The records that follow need to be printed exactly. Leave out each image.

### Entries taken from a collection:
━━━━━━━━

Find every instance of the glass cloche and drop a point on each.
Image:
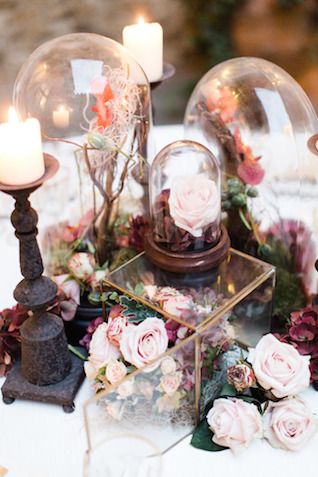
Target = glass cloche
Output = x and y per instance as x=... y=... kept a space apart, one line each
x=185 y=202
x=257 y=121
x=93 y=100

━━━━━━━━

### ANSWER TO THIS PROBLEM:
Find every instance of the glass cloche and drop a point on each.
Image:
Target = glass cloche
Output = x and y per instance as x=... y=... kept a space apart, one line each
x=185 y=202
x=257 y=121
x=93 y=100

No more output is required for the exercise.